* 課題一覧:
A) 次の(i)〜(iii)の記述がインプラント治療の記事の内容と合致するかどうかを「はい」か「いいえ」で答え、判断の根拠となる記事中の語句をそのまま引用してください。(i) 患者さんが3月末に亡くなったことは、リコールの連絡の際に家族との会話で知った。(ii) 患者さんは最後のリコールで、食事に困っていると話した。(iii) 筆者は切開を大きく行うことで腫れを防いでいる。
B) インプラント治療の記事を、最後の文の後から書き継いでください。

* 原文抜粋:
大森インプラントクリニック松元教貢歯科医院腫れ痛みなく早く、骨不足でも骨ができて直ぐに歯が入る幸せのブログ

松元教貢歯科医院は骨が不足で骨造りしても腫れ痛みのとても少なく早く治せる方法をしてる即時荷重インプラントパイオニアです。

余命とインプラント治療の価値観

2012年04月23日 | 日々のインプラント臨床の話

今日は、悲しい出来事をご報告しなければなりません。

この症例の患者さんが3月末に永眠された、とリコールの連絡をさせていただいて、ご家族の方とお話して知りました。

本当に残念です。

人柄の非常に素晴らしい方で、今までの人生長い間入歯で悩まされ続けて来たから、もう入歯は嫌だ、と言うことでインプラント治療をさせていただきました。

最後は心臓が弱ってしまって、とのことでした。

亡くなられる3ヶ月前に最後のリコールで来て下さって、食事に関しては何も困っていない、とてもインプラント治療には満足している、とニコニコお話しして下さっていました。

この方のインプラント治療も、実は途中で色々と他の体の病気で闘病期間があり、苦労しながら最終的なセラミックの綺麗な歯を入れられました。

私の得意とする低侵襲即時荷重インプラント治療で施術させていただいたので、少なくともインプラント治療に関しては腫れて痛んだり、噛めなくて非常に困られたり、と言うことなしで治癒期間も経過を辿りました。

そのお陰で、インプラント治療に対して恐怖感を抱かれることもなく、快適な過ごし方を経て、体の方が今一つ思わしくなかったのですが、何とか持ち応えられ、最終補綴まで治せたのです。

やはり、高齢者の方の治療ほど、機能面での早い回復と痛がらせない、腫れたりしない、治療を受けるのが楽であった、と思っていただけるように治療を行うことが何よりも重要だと強く感じます。

もし、通常のインプラント治療のように歯茎を切り開き、インプラントを植立し、縫合し捲る治療で、直ぐに歯が入らず、義歯も入れられずで施術してしまったのなら、多分この患者さんは最後まで治せなかったことでしょう。

インプラント治療はその成果は素晴らしい治療です。

それは間違いがありません。

しかし、一般的に考えて侵襲が大き過ぎるのです。

歯茎の切開、骨の削合、インプラントの捻じ込み植立、歯茎を閉じる縫合と、一つ一つを考えなければ、患者さんは痛み腫れます。

歯茎の切開の切り方、歯茎の剥がし方、扱い方、骨の削り方、痛みを与えないように削る配慮、インプラントの捻じ込みも、そして縫合、歯茎の状態の把握、治り方が良いように、痛くなったり腫れたりしないようする配慮。

どれ一つをとっても、細心の心使いが必要です。

 

私は、これらのステップ一つ一つを考慮して、出来る限りムリ・ムダ・ムラのない施術が一番痛がらせない腫れ上がらせない、と思います。

ですから、私は切開を最小限の切り方しかしませんし、骨の扱いでも削り方、植立の方法と考えられる全ての細かな工夫をしています。

* データ一覧:
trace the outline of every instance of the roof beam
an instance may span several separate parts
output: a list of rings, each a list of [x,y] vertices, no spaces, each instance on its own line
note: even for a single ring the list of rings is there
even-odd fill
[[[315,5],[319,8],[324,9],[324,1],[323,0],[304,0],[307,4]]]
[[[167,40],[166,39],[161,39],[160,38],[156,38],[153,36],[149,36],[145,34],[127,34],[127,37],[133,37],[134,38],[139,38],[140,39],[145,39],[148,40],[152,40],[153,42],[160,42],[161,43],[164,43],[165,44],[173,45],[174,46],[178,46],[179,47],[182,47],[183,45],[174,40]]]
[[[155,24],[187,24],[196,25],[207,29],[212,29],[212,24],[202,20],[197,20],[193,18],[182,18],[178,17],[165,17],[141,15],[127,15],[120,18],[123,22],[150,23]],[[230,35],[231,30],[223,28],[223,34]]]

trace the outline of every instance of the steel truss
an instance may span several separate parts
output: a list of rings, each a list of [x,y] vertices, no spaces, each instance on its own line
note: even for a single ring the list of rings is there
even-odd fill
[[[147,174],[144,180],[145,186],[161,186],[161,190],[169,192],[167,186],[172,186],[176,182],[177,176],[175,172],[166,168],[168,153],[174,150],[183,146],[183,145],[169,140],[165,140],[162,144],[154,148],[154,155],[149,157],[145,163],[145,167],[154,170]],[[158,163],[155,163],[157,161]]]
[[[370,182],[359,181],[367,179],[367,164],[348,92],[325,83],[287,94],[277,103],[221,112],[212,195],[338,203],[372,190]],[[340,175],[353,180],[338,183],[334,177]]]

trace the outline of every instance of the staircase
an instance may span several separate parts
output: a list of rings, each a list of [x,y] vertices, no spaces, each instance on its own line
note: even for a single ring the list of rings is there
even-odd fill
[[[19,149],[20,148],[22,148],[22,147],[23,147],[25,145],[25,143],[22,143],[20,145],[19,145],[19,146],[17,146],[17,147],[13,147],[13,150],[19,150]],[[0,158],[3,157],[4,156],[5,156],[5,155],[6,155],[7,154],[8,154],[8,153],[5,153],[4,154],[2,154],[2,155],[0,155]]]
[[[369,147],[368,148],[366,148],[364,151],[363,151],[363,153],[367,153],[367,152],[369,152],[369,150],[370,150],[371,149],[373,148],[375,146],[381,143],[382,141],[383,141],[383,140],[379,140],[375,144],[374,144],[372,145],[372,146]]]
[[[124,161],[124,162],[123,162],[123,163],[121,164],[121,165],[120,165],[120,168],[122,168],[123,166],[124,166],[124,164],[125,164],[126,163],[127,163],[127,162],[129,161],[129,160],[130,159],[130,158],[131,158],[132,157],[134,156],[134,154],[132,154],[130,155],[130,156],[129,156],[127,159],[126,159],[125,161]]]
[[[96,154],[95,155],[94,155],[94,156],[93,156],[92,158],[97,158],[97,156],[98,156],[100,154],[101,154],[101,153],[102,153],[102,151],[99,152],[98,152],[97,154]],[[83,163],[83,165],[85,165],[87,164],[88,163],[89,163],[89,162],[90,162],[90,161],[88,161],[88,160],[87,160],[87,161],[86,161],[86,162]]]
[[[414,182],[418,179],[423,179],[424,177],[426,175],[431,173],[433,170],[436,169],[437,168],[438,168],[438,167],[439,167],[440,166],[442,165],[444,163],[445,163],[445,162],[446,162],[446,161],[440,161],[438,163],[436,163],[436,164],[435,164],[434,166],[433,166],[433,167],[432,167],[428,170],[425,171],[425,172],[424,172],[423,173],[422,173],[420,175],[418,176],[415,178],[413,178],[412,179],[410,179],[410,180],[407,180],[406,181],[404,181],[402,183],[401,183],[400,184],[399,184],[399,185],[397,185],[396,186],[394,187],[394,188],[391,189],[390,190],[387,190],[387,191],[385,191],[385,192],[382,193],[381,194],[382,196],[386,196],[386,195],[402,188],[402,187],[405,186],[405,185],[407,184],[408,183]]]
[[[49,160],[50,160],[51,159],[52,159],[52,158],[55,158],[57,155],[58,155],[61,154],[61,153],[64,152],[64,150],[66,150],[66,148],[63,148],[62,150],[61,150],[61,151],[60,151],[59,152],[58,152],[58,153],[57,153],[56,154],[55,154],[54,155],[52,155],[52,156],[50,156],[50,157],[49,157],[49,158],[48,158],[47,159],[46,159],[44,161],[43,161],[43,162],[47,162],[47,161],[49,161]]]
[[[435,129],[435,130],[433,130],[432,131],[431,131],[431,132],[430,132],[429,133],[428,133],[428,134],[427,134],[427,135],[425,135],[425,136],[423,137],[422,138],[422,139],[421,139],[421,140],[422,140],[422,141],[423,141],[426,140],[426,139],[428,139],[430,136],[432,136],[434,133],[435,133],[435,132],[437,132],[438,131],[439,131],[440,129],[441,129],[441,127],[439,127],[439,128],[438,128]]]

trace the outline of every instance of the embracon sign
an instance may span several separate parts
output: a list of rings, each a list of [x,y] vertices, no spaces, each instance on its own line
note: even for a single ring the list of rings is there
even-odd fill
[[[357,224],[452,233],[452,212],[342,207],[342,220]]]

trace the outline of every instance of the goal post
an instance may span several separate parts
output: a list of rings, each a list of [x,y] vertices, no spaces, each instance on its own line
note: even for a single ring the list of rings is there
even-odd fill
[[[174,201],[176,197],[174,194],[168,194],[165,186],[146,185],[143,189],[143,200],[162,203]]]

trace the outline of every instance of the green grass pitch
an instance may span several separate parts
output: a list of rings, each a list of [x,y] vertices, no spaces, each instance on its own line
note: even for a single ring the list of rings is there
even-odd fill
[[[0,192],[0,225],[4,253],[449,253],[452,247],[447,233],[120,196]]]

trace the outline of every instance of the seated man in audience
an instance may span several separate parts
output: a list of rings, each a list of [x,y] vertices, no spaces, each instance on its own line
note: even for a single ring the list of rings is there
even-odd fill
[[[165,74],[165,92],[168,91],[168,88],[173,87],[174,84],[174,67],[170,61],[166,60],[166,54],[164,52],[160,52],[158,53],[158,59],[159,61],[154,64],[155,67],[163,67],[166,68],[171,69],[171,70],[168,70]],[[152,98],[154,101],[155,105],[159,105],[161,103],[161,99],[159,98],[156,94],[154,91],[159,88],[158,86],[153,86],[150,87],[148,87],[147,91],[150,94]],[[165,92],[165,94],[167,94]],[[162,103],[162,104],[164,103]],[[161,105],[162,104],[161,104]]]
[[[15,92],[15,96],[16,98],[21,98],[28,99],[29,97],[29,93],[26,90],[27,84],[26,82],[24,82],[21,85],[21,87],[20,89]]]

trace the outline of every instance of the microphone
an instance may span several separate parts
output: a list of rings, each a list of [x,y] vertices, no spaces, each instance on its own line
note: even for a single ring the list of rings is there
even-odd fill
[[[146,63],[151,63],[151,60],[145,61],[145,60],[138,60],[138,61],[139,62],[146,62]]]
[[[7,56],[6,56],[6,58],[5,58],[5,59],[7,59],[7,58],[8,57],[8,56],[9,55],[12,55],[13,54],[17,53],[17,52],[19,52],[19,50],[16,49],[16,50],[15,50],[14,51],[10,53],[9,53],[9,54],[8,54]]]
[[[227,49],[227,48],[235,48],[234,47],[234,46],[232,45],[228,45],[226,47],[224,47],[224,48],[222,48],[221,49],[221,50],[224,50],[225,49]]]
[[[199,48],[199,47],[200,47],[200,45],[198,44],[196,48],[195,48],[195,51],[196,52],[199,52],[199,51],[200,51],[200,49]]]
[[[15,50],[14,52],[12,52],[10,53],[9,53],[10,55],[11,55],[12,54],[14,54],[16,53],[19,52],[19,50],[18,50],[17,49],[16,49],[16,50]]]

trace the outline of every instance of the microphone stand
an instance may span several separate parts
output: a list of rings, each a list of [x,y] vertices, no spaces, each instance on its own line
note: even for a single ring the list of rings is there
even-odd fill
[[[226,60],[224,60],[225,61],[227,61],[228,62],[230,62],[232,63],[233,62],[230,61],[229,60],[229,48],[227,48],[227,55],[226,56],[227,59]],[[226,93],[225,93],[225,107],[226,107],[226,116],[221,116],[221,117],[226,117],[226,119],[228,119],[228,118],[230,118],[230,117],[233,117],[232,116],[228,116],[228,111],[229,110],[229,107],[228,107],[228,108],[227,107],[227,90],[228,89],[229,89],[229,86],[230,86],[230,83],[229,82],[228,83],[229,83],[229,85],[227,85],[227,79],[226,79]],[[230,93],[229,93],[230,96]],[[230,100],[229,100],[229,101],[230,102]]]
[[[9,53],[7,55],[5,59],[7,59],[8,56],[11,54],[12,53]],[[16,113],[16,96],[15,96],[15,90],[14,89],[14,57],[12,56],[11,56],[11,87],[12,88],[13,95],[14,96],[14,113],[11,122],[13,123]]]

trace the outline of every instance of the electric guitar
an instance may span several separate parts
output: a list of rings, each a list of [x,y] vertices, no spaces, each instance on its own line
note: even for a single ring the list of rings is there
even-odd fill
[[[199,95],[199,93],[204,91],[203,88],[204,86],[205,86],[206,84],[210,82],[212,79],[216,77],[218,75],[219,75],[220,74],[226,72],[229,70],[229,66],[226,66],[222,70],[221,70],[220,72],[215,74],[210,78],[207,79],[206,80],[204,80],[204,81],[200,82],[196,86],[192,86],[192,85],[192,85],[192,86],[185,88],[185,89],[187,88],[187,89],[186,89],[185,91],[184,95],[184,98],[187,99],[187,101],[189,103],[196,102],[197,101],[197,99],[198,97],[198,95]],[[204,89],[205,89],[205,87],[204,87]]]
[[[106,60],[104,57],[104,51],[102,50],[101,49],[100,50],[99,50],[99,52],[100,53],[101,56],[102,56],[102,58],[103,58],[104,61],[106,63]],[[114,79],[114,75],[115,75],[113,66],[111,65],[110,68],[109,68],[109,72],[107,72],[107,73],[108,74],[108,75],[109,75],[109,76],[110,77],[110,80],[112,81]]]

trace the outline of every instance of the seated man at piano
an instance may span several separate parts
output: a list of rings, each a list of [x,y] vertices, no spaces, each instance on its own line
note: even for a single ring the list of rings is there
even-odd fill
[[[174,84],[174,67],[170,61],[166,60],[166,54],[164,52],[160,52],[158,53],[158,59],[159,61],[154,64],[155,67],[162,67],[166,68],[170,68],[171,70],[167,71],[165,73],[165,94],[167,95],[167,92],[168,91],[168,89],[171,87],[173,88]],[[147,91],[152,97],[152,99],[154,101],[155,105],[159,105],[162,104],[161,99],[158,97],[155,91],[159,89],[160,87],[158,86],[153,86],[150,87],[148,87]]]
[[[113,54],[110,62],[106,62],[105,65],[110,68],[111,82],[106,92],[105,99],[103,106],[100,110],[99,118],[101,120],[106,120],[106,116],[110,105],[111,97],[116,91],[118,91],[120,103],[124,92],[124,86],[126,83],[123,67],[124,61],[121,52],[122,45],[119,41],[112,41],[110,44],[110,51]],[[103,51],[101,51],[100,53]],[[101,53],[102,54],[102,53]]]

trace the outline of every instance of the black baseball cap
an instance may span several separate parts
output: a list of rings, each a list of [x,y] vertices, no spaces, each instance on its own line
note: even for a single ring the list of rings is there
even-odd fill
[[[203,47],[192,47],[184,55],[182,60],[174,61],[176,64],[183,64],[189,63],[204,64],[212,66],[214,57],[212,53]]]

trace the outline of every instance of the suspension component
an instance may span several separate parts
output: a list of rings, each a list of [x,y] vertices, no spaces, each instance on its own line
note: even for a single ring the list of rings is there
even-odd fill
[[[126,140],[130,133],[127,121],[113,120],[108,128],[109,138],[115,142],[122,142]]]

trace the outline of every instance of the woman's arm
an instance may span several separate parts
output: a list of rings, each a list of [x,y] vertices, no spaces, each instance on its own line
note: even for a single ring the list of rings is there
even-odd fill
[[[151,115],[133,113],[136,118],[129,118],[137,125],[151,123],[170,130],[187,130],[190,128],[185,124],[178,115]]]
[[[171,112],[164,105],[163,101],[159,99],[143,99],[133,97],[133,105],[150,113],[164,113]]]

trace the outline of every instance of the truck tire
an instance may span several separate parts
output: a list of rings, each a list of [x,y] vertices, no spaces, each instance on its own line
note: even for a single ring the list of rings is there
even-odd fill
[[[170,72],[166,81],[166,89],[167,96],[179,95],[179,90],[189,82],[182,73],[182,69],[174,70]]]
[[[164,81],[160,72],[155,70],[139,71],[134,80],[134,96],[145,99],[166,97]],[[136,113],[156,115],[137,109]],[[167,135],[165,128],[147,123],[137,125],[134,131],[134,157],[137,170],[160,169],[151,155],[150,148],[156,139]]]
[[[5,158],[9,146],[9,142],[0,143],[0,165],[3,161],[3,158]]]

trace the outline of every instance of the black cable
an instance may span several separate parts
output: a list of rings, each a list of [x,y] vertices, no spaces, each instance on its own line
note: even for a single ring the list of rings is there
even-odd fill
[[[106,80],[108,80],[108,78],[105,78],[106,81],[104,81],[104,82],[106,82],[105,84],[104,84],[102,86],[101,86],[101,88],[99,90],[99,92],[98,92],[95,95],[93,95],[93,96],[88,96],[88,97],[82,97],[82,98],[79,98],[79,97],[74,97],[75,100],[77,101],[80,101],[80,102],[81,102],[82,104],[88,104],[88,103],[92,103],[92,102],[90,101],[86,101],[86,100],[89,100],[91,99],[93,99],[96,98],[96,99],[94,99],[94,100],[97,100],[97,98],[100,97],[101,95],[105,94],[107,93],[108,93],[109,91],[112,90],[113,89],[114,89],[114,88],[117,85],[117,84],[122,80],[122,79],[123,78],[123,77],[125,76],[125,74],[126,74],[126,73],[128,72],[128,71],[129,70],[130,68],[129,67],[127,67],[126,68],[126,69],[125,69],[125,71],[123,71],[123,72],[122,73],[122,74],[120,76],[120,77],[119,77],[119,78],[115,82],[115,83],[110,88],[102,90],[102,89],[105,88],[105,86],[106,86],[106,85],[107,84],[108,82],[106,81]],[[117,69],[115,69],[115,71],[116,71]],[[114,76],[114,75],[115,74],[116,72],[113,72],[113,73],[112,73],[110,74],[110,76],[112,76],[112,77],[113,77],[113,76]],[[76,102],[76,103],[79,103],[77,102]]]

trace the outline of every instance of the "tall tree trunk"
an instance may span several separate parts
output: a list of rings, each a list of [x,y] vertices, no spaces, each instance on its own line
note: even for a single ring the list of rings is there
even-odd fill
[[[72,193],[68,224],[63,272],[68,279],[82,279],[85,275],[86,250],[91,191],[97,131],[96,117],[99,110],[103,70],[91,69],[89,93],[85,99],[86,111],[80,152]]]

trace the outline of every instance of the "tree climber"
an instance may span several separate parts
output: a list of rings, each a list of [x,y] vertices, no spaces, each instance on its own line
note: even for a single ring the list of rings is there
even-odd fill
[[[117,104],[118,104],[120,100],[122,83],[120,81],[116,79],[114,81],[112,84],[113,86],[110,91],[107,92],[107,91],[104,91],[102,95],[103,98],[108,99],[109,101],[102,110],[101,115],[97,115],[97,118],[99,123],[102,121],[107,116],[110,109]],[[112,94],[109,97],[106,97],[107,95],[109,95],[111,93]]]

* 解答欄:
A)
(i) はい:「この症例の患者さんが3月末に永眠された、とリコールの連絡をさせていただいて、ご家族の方とお話して知りました。」
(ii) いいえ:「食事に関しては何も困っていない、とてもインプラント治療には満足している」
(iii) いいえ:「私は切開を最小限の切り方しかしませんし」

B)
更に、私の施術は縫合を殆ど必要としない方法で治せています。

しかも、殆どの場合綺麗な仮歯があって綺麗に傷口が保護されるように治しています。

これらの成果があるからこそ、患者さんにインプラント治療の恐怖を味わせることなく、早く綺麗に仮歯での咬合を確立し治せたのです。

 

この患者さんに関しては、体の具合の問題で最終補綴を待ってしまいましたが、それでも常に機能面、審美面では納得いただける状態で経過を辿りました。

非常に残念ながら、この方は永眠されてしまわれましたが、この方にとってインプラント治療の意味、価値は素晴らしいものがあったのでは、と感じます。

もっともっと長生きされ使っていただきたかったのですが寿命には勝てません。

 

こう言う時に良く議論されるのですが、数年しか使えないのにインプラントなんて高額の治療するなんて、と言うご批判も良くいただきます。

しかし、では何もしないで義歯治療で調整、再製を繰り返す人生であった場合どうであったのでしょう?

一人の人生なので、同一人物の中で、義歯治療とインプラント治療を比較することは難しいです。

大抵の場合義歯が嫌で嫌で、でインプラントになるのです。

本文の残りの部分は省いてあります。